Problem requirements: Copy every line of the data exactly, keeping out any picture.

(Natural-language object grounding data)
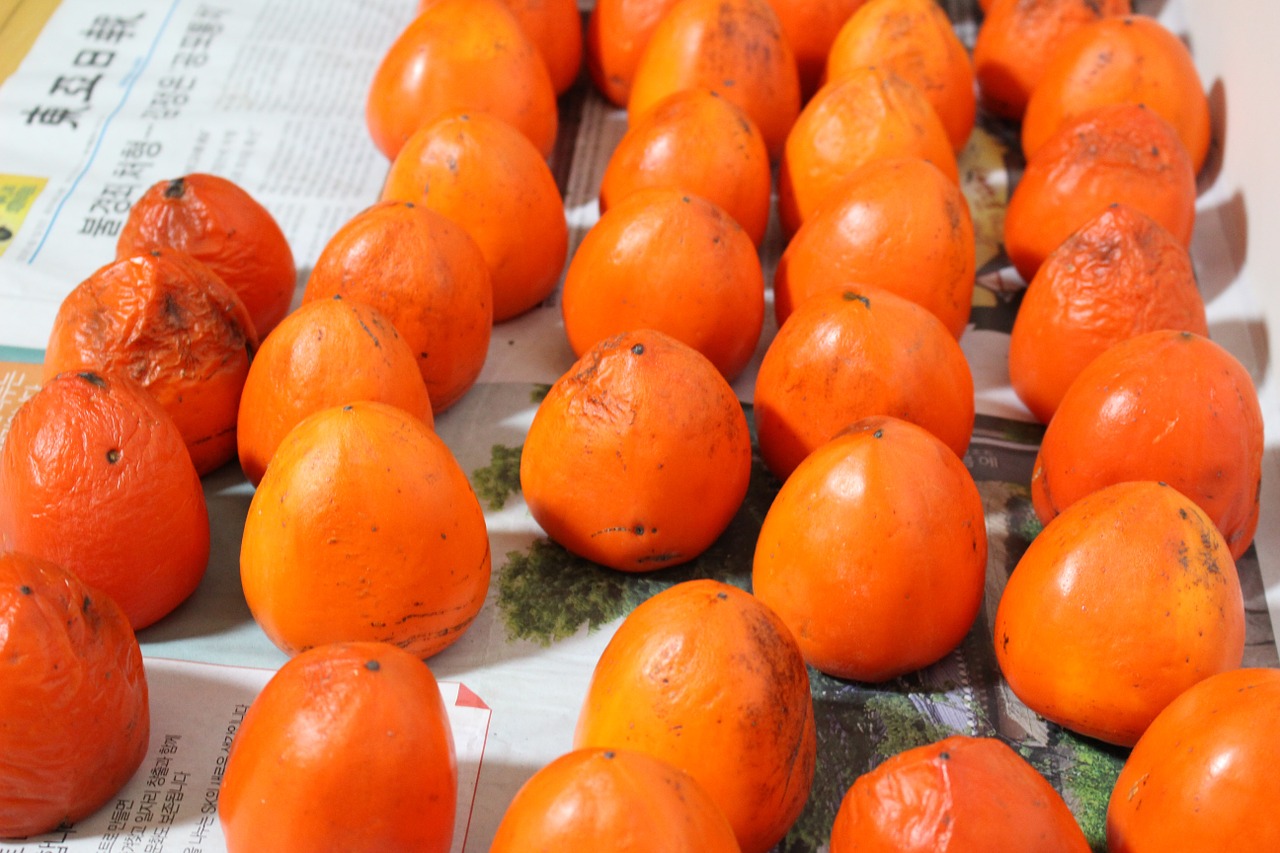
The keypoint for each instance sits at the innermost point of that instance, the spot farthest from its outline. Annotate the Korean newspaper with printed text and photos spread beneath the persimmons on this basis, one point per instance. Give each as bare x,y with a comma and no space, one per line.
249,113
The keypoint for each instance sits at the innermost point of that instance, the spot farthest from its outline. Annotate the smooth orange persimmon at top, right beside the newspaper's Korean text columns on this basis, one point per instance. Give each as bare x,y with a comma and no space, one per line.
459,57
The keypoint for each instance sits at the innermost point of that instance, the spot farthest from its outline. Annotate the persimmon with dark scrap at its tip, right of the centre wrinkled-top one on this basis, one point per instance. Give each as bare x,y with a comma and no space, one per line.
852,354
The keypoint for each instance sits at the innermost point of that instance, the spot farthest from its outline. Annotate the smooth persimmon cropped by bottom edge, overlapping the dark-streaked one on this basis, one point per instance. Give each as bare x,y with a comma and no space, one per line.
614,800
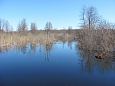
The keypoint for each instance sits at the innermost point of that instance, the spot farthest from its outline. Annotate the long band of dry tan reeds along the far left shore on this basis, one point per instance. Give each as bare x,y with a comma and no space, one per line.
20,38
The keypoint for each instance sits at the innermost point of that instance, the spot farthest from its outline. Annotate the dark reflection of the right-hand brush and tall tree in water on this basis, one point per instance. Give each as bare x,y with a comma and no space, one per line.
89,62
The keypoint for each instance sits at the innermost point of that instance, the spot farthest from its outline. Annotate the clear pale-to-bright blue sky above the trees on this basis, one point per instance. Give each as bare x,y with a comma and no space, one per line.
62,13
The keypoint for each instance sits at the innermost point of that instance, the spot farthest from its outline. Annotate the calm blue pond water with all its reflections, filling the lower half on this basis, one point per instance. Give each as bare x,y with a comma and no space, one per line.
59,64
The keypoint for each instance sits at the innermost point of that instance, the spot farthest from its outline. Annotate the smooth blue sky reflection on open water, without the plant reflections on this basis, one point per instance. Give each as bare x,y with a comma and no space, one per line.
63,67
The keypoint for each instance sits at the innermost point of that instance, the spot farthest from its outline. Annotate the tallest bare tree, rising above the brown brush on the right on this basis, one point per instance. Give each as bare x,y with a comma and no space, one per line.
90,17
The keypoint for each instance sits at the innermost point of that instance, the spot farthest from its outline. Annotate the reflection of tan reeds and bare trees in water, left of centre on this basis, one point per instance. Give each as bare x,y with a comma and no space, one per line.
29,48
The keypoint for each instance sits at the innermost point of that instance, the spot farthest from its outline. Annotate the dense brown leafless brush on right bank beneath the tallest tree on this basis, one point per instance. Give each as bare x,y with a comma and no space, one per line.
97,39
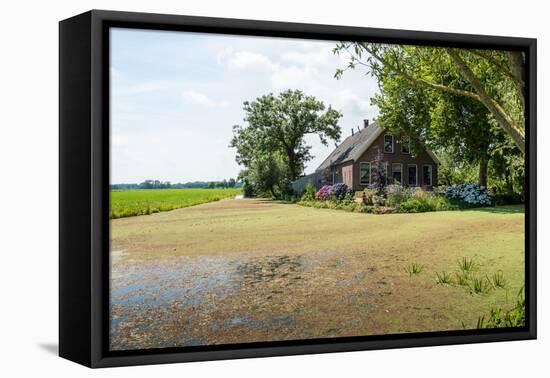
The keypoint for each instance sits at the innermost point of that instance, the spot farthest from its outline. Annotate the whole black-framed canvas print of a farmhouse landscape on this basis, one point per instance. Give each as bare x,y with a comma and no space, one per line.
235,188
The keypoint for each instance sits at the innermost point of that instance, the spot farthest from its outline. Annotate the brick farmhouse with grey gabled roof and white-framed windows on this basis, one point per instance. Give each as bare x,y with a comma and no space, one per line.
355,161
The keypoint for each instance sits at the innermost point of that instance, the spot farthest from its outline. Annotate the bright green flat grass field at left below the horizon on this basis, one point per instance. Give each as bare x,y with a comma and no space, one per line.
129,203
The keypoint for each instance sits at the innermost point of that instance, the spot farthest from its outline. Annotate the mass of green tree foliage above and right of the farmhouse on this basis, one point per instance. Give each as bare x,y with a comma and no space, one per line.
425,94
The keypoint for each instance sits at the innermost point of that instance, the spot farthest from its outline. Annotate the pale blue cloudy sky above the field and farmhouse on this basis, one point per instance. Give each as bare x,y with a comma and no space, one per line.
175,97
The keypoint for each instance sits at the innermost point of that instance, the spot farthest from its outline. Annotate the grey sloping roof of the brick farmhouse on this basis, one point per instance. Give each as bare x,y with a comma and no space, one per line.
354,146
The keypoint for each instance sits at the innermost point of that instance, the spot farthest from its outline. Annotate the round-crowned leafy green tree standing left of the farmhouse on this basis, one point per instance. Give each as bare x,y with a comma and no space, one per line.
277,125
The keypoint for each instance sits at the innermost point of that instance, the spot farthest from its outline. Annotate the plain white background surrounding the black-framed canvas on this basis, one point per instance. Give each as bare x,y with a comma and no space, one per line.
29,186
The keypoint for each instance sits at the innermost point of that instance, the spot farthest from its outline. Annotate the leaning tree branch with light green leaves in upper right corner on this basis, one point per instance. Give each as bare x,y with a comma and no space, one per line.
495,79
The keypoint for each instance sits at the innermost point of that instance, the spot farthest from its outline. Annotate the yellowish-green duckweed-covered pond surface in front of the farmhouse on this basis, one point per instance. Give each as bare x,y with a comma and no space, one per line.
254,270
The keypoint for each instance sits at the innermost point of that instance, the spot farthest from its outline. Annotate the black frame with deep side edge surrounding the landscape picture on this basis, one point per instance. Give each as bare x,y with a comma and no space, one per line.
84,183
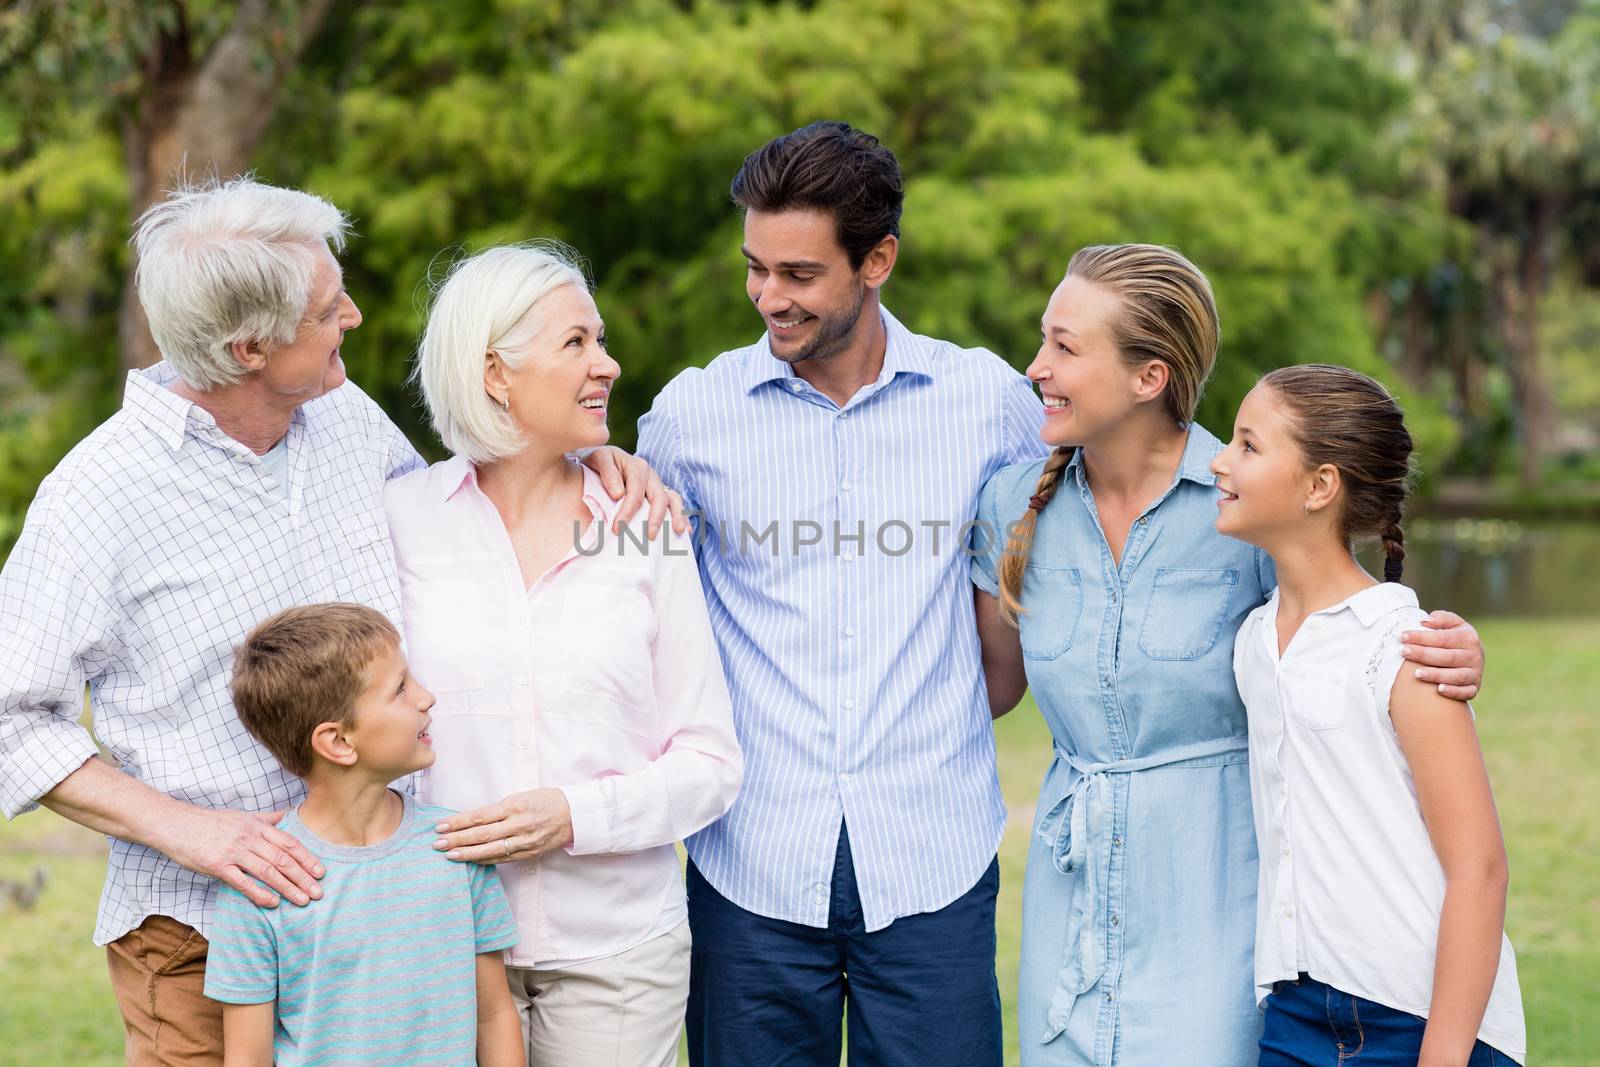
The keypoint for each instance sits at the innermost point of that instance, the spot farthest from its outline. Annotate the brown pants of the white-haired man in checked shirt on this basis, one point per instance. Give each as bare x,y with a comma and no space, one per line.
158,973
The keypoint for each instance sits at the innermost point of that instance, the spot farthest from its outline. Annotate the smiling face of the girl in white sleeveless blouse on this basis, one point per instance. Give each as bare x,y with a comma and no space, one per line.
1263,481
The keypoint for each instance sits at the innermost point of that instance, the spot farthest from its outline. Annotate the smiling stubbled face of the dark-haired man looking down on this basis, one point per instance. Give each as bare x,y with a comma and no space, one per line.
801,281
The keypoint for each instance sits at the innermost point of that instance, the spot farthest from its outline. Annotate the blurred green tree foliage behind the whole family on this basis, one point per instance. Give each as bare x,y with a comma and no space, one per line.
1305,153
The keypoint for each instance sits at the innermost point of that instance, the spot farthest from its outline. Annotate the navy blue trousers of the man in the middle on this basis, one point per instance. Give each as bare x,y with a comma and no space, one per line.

Answer space:
The keypoint for each instance sits at the innermost point of that instance, the spot farthest from its outline. Annotate the Korean newspaper with printed text and photos spread beneath the persimmons on this basis, one point per instance. Give each as bare x,y with a comma and no space, one per line.
249,113
The keypoint for each instance sits at the innermost point of that instance, the spot farthest from its outline. Annotate the smooth orange persimmon at top, right beside the newspaper's Korean text columns on this basis, one point per instance. Give each as bare x,y with a comma and no space, one per line.
459,57
The keypoint for each instance sits at the innermost point of that instance, the spot farthest from its outline. Annotate the persimmon with dark scrap at its tip, right of the centre wrinkled-top one on this basis, one point per instance. Give each as bare x,y with a comma and no space, one per line.
852,354
The keypoint for each instance sits at the innermost point of that instance, the spot farthest from its outline. Annotate the smooth persimmon cropped by bottom edge, overlapping the dark-streaked one on this basis, one point per instance. Give each as bare x,y with a comma and no space, one per line.
614,800
The keypoint for each instance sits at the innermost point of that instance, the spot farthest from its outline. Annotate the long band of dry tan reeds along the far left shore on this basis, one point per instance. Give each as bare x,y with a comma and no space, one per line.
20,38
The keypoint for each instance sits at the innermost point of that instance, the spot farthest from its outline. Annotate the dark reflection of the right-hand brush and tall tree in water on this basis, one point per instance. Give each as bare x,y with a comma and no space, one per line.
89,62
The keypoint for each instance sits at the innermost point of that instance, the spot farthest from its outline. Annotate the clear pale-to-bright blue sky above the trees on this basis, one point per instance. Give each as bare x,y with a comma and no space, one per line.
62,13
The keypoint for each instance sits at the innermost point of that instance, the spot farthest from its outline. Annotate the calm blue pond water with all its reflections, filling the lower half on this basis, one point per instance. Give each as bare x,y with a comma and no space, one per line.
59,64
The keypoint for each instance sits at the innermost point of that instance, the spot farthest from its outline. Annotate the smooth blue sky reflection on open water, without the plant reflections on this basis, one point per instance. Give each as bare x,y with a comma and no space, one per line.
63,67
The keypoint for each instance sits at the innermost point of that instance, the spot farthest from its outline. Annotate the tallest bare tree, rising above the brown brush on the right on this basis, one point per instance. Give each as bare x,y with a comma and no space, one per line.
90,17
The keypoint for each instance sits at the innermost point of that instance, the spot farthest from its outline. Annotate the reflection of tan reeds and bare trees in water, left of centre on this basis, one point per instance. Give each as bare x,y with a comma and no space, one per line.
29,48
The keypoint for each instance sits at the innermost point of that instance, the spot farthest from its outline. Annotate the dense brown leafless brush on right bank beneath the tallest tree on this basis, one point per instance. Give each as bare x,y with a comma and no space, one per line.
97,39
The keypoint for each instance sits at the innermost point of that instance, the spot farthest from its outline. Annotate the whole black-framed canvas print of a farmhouse landscape on this basis, one point per instance. Give each as bare x,y with a comma and no space, one per line.
235,188
The keypoint for each instance sits at the innermost point of that instance, the spot farthest from its outline. Annotate the brick farmhouse with grey gabled roof and white-framed windows on this basis, one point per instance. Give each as bare x,y with a comma and no space, one per line.
355,161
The keypoint for each instance sits at the innermost point of that instance, the spot farthest from its outline. Annotate the bright green flat grass field at left below the horizon on this basis, one point per instance. Give each as bare x,y with a comma and no space, one per line.
129,203
The keypoint for each instance sits at the innermost point of that instance, the spot farthest from its outline. Annotate the mass of green tree foliage above and right of the farmhouse on this basis, one point per instance. Give each as bare x,y with a comma and no space, one per line.
425,94
The keypoint for each instance sits at the innermost point of that instance, the spot farthest from its outline. Annotate the pale blue cloudy sky above the field and farmhouse on this basis, one point per instance. Give each as bare x,y with a comma and no space, one per line.
175,97
The keypoint for each instance sits at the innermost point of that instance, the spot farthest from its outline. Annotate the grey sloping roof of the brick farmhouse on this basis, one point per instance. Give each as bare x,y with a comma and no space, one per line.
354,146
The keypoint for each instance sits at the innermost point of that instance, the spot farthest from its outline. Annotate the round-crowned leafy green tree standing left of the farmhouse on this basis, one point per instance. Give each as bare x,y with a comma and no space, one per line.
277,125
The keypoint for each instance sits at the innermost point of that instance, the spot farthest from its outline. Annotate the plain white background surrounding the black-framed canvas on this basis, one point per instance. Give each as bare x,y with a comma and no space, one per line.
29,186
The keypoint for each instance sits at the innermost point of that instance, the spot farthest from its outline. Annotate the leaning tree branch with light green leaves in upper right corner on this basis, one point per instance. Give each as bare x,y with a comma and no space, one per line.
495,79
The keypoint for each instance sits at the innermost point of that instance, the spot farthest from its outline. Annotate the yellowish-green duckweed-covered pond surface in front of the farmhouse on this basis, one point per instance. Give each as bare x,y with a comma and no space, one per line.
254,270
The keypoint for each instance sits at the innermost point of that instance, the spot farthest from its outline. Annotate the black frame with deep side edge surrounding the landscape picture on this basis, one point per instance. Give each as bare x,y with a comma and no space, one per line.
84,183
The keypoint for each instance sits at the innermost point of that instance, the spot farthest from its outline. Annotate the brown pants of the white-haired man in checked shirt on this basis, one point per instance. Give each as bare x,y with a comma and no space, one per line.
158,973
The keypoint for each instance sits at the innermost point of that instance, the spot farthest from its outline. Annotate the smiling face of the girl in white sleeveless blouse on this basis, one point per instance. Give each as bare x,y with a comma and no space, one per line.
1263,481
The keypoint for each instance sits at the innermost point of that instance, the spot farthest from its outline. Annotate the smiling stubbled face of the dark-haired man looking down on this basis, one point per instance. Give each as bare x,y with a comma and no space, one per line.
801,281
The keypoint for each instance sits at the innermost point of that instance, the spot farthest from its outline. Annotate the blurred green tree foliage behind the whole family on this basis, one point per instance. Give each as bare x,y with a comma and no space, one per line.
1305,153
The keypoint for each instance sits at the innermost point of that instance, the spot farthest from its outline. Annotate the navy blue trousers of the man in the middle on this basis, one point per instance. Give each as bare x,y with a comma and no space, one per line.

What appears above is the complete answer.